* [EXERCISE]: Output every line of the material below as a JSON list of strings, one string per line, with blank lines skipped and the pictures left out.

* [GIVEN RECORDS]:
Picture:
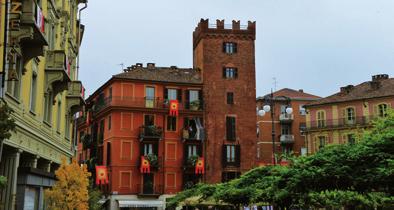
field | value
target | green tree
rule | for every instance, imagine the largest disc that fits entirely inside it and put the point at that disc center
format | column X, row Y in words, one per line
column 356, row 176
column 70, row 192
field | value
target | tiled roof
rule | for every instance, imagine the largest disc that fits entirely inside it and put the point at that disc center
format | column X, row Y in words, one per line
column 293, row 94
column 162, row 74
column 365, row 90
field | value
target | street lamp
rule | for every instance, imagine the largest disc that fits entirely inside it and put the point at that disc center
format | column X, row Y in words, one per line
column 270, row 106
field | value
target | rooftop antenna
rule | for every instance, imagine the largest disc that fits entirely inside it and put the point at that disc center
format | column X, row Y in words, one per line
column 275, row 82
column 121, row 65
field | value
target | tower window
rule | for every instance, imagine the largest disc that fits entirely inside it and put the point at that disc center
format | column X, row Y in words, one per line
column 230, row 98
column 230, row 72
column 229, row 47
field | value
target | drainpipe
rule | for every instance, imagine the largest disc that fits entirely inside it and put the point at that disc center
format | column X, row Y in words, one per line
column 79, row 36
column 3, row 75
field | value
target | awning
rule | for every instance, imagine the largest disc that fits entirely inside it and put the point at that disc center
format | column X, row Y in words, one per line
column 140, row 203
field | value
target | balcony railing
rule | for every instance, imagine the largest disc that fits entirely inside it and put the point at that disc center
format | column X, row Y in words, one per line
column 284, row 117
column 144, row 102
column 286, row 139
column 151, row 133
column 149, row 189
column 188, row 134
column 340, row 123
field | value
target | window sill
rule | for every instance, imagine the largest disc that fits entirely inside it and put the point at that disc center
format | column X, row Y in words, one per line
column 14, row 99
column 47, row 124
column 32, row 113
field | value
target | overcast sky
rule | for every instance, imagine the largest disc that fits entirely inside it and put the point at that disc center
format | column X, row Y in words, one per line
column 315, row 45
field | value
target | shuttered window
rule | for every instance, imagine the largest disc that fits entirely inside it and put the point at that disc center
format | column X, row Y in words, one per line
column 230, row 129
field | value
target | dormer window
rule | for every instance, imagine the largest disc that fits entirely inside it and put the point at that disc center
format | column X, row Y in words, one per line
column 229, row 47
column 230, row 73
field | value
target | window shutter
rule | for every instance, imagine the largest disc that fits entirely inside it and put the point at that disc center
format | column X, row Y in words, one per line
column 224, row 155
column 155, row 148
column 228, row 128
column 199, row 150
column 187, row 97
column 179, row 94
column 233, row 128
column 165, row 94
column 238, row 155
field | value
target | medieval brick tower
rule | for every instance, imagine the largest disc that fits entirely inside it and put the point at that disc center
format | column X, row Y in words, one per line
column 226, row 57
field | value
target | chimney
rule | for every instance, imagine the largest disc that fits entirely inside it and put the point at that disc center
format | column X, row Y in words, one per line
column 151, row 66
column 376, row 79
column 347, row 89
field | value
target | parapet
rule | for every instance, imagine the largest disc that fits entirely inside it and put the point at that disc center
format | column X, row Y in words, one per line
column 220, row 28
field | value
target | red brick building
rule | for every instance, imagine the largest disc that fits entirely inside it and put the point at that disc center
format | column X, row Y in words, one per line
column 345, row 115
column 129, row 120
column 289, row 128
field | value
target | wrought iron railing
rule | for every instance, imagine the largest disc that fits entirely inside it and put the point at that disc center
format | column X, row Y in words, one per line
column 341, row 122
column 145, row 102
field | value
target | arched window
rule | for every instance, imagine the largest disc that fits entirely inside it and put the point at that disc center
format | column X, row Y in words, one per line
column 382, row 110
column 350, row 116
column 321, row 119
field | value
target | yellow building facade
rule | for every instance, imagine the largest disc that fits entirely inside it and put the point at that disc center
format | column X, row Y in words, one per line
column 40, row 42
column 343, row 117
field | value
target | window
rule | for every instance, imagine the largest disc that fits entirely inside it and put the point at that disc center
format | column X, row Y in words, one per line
column 33, row 88
column 110, row 93
column 48, row 99
column 321, row 119
column 192, row 150
column 302, row 128
column 15, row 71
column 109, row 122
column 350, row 116
column 148, row 149
column 101, row 134
column 285, row 130
column 382, row 110
column 149, row 97
column 230, row 98
column 230, row 128
column 229, row 47
column 230, row 73
column 351, row 139
column 231, row 155
column 302, row 110
column 67, row 127
column 149, row 120
column 321, row 142
column 59, row 115
column 171, row 123
column 228, row 176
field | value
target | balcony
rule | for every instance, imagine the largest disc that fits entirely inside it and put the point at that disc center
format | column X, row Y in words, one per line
column 286, row 139
column 286, row 118
column 75, row 100
column 57, row 71
column 340, row 123
column 151, row 133
column 145, row 103
column 30, row 30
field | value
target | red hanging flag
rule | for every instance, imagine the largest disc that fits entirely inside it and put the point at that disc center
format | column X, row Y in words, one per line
column 174, row 105
column 101, row 175
column 145, row 165
column 199, row 166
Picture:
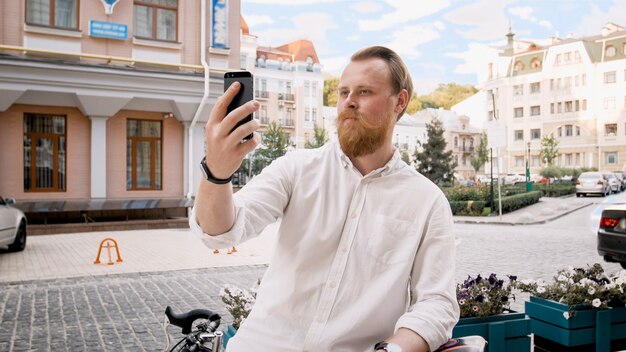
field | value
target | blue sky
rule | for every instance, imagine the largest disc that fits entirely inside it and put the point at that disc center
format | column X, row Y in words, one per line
column 441, row 41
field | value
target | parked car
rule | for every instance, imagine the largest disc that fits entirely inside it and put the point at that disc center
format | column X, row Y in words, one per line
column 612, row 234
column 613, row 181
column 592, row 183
column 622, row 179
column 511, row 179
column 12, row 226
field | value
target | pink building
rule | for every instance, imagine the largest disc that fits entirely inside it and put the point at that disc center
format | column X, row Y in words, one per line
column 108, row 100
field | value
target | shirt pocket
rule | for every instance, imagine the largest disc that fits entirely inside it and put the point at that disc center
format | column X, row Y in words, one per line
column 391, row 241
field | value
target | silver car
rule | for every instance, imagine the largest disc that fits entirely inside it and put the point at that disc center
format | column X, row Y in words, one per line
column 12, row 226
column 592, row 183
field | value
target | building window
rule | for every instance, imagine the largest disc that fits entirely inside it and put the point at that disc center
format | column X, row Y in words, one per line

* [RESPONSE FOR THIS EXERCISE]:
[
  "Picture:",
  "field | value",
  "target | green tree",
  "rule | for every instance, imagine the largest disc that fits entirely inside it and put the point at that disc center",
  "format | column X, row Y in words, one per line",
  "column 356, row 176",
  "column 70, row 192",
  "field | value",
  "target | tiled roof",
  "rule | for every instance, imagine the largest disc that fits entirely inside it and put the point at that disc center",
  "format | column X, row Y in words, one per line",
  "column 293, row 94",
  "column 162, row 74",
  "column 365, row 90",
  "field | value",
  "target | street lamp",
  "rule | for every instance, imagine the largest disc that fits entirely inside it and put the point at that disc center",
  "format | column X, row Y in words, one per line",
  "column 270, row 106",
  "field | value",
  "target | rooftop antenna",
  "rule | for every instance, imagine the largest disc that fits entirely inside it and put the point at that disc center",
  "format | column X, row Y in words, one per line",
  "column 275, row 82",
  "column 121, row 65",
  "field | value",
  "target | tower window",
  "rule | for every instance, imagine the largest disc that fits entirely inside it and put the point at that disc center",
  "format | column X, row Y in words, one per line",
  "column 230, row 98",
  "column 230, row 72",
  "column 229, row 47",
  "field | value",
  "target | drainpipe",
  "rule | for every instance, imagine the largest disc that fits entirely inside it and put the point at that disc center",
  "format | column X, row Y in words, one per line",
  "column 79, row 36",
  "column 3, row 75",
  "field | value",
  "target | awning",
  "rule | for every instance, imagine the largest disc that fits entirely inside it and put the point at that disc center",
  "format | column X, row Y in words, one per line",
  "column 140, row 203",
  "field | value",
  "target | balcony railing",
  "rule | for every instance, imagine the largest disc that fits entirely inside it and put the point at that disc center",
  "format | column X, row Y in words, one per line",
  "column 284, row 117",
  "column 144, row 102",
  "column 286, row 139",
  "column 151, row 133",
  "column 149, row 189",
  "column 188, row 134",
  "column 340, row 123",
  "field | value",
  "target | window sill",
  "rule | for every instance, imagine the largest disc that fits entirely inside it and put the point at that disc center",
  "format | column X, row Y in words, one per line",
  "column 14, row 99",
  "column 47, row 124",
  "column 32, row 113",
  "field | value",
  "target | overcast sky",
  "rule | for every instance, imagine the largest disc that fits entirely inside it and put the point at that disc center",
  "format | column X, row Y in words, one per line",
  "column 315, row 45",
  "field | value",
  "target | shuttered window",
  "rule | for every instance, imagine the largest disc that fits entirely inside it and put the point at that disc center",
  "format | column X, row Y in words, one per line",
  "column 230, row 129",
  "field | value",
  "target | dormer window",
  "rule | for every instance, imagine the largest disc that fits entirely inside it and put the point at that disc center",
  "format | column X, row Y in words, one per line",
  "column 229, row 47",
  "column 230, row 73",
  "field | value",
  "target | window shutter",
  "rule | for every instance, imagine the largest disc that fits entirely inside it and put the point at that disc center",
  "format | column X, row Y in words, one per line",
  "column 224, row 155",
  "column 155, row 148",
  "column 228, row 128",
  "column 199, row 150",
  "column 187, row 97",
  "column 179, row 94",
  "column 233, row 128",
  "column 165, row 94",
  "column 238, row 155",
  "field | value",
  "target | medieval brick tower",
  "rule | for every instance, imagine the largest disc that fits entirely inside it and put the point at that disc center",
  "format | column X, row Y in words, one per line",
  "column 226, row 57",
  "field | value",
  "target | chimney",
  "rule | for every instance, imagine the largest disc that fits entirely inside it and put the point at that disc center",
  "format | column X, row Y in words, one per line",
  "column 151, row 66",
  "column 376, row 79",
  "column 347, row 89",
  "field | value",
  "target | parapet",
  "rule | for every instance, imagine the largest disc that fits entirely inside it and put the point at that disc center",
  "format | column X, row Y in words, one per line",
  "column 220, row 28",
  "field | value",
  "target | red brick building",
  "rule | for every instance, imagine the largest disc that fits entirely inside it and put the point at that disc center",
  "format | column X, row Y in words, one per line",
  "column 345, row 115",
  "column 129, row 120",
  "column 289, row 128",
  "field | value",
  "target | wrought iron railing",
  "rule | for every instance, imagine the largest disc that fits entirely inside it and put the point at that disc center",
  "format | column X, row Y in words, one per line",
  "column 341, row 122",
  "column 145, row 102",
  "field | value",
  "target | arched window",
  "rule | for every instance, imagine the largest disc that fits entirely inside it and put the point at that disc center",
  "format | column X, row Y in words, one per line",
  "column 382, row 110",
  "column 350, row 116",
  "column 321, row 119",
  "field | value",
  "target | yellow building facade",
  "rule | for every instance, imagine the largest disc that fits entirely inside it and put the point at that disc center",
  "format | column X, row Y in words, one per line",
  "column 40, row 42",
  "column 343, row 117",
  "field | value",
  "target | window",
  "rule | for every instance, imagine the largest disc that fits entirely inside it and put the point at that disc center",
  "format | column X, row Y in words, one per line",
  "column 33, row 88",
  "column 110, row 93",
  "column 48, row 99",
  "column 321, row 119",
  "column 192, row 150",
  "column 302, row 128",
  "column 15, row 71",
  "column 109, row 122",
  "column 350, row 116",
  "column 148, row 149",
  "column 101, row 134",
  "column 285, row 130",
  "column 382, row 110",
  "column 149, row 97",
  "column 230, row 98",
  "column 230, row 128",
  "column 229, row 47",
  "column 230, row 73",
  "column 351, row 139",
  "column 231, row 155",
  "column 302, row 110",
  "column 67, row 127",
  "column 149, row 120",
  "column 321, row 142",
  "column 59, row 115",
  "column 171, row 123",
  "column 228, row 176",
  "field | value",
  "target | balcony",
  "rule | for every instance, imagine the largest disc that fits entirely inside it and put the point at that disc center",
  "format | column X, row Y in words, one per line",
  "column 286, row 139",
  "column 286, row 118",
  "column 75, row 100",
  "column 57, row 71",
  "column 340, row 123",
  "column 151, row 133",
  "column 145, row 103",
  "column 30, row 30",
  "field | value",
  "target | red hanging flag",
  "rule | for every instance, imagine the largest disc that fits entirely inside it and put the point at that disc center",
  "format | column X, row Y in words, one per line",
  "column 174, row 105",
  "column 101, row 175",
  "column 145, row 165",
  "column 199, row 166",
  "Picture:",
  "field | value",
  "target | blue sky",
  "rule | for every instance, imagine the largest disc that fits entirely inside it and put the point at that disc center",
  "format | column X, row Y in words, one per line",
  "column 441, row 41",
  "field | value",
  "target | parked car",
  "rule | for every instance, imagine the largest disc that fits entirely inside it and put the point at that disc center",
  "format | column X, row Y in words, one per line",
  "column 612, row 234",
  "column 613, row 181",
  "column 592, row 183",
  "column 622, row 179",
  "column 511, row 179",
  "column 12, row 226",
  "field | value",
  "target | pink building",
  "rule | for every instance, imagine the largest disc that fits entirely inside it and put the point at that disc center",
  "format | column X, row Y in words, one per line",
  "column 108, row 100",
  "field | value",
  "target | shirt pocket",
  "rule | for every instance, imagine the largest disc that fits entirely inside it and put the point at that disc center",
  "format | column X, row Y in words, one per line",
  "column 391, row 241",
  "field | value",
  "target | silver car",
  "rule | for every instance, imagine the largest disc that fits entirely inside it and put the point at that disc center",
  "format | column X, row Y in words, one per line",
  "column 12, row 226",
  "column 592, row 183",
  "field | value",
  "target | building window",
  "rule | for every instance, imagine the largest disc that fits entirely inside it and put the point at that disc center",
  "format | column X, row Y in words, one per line"
]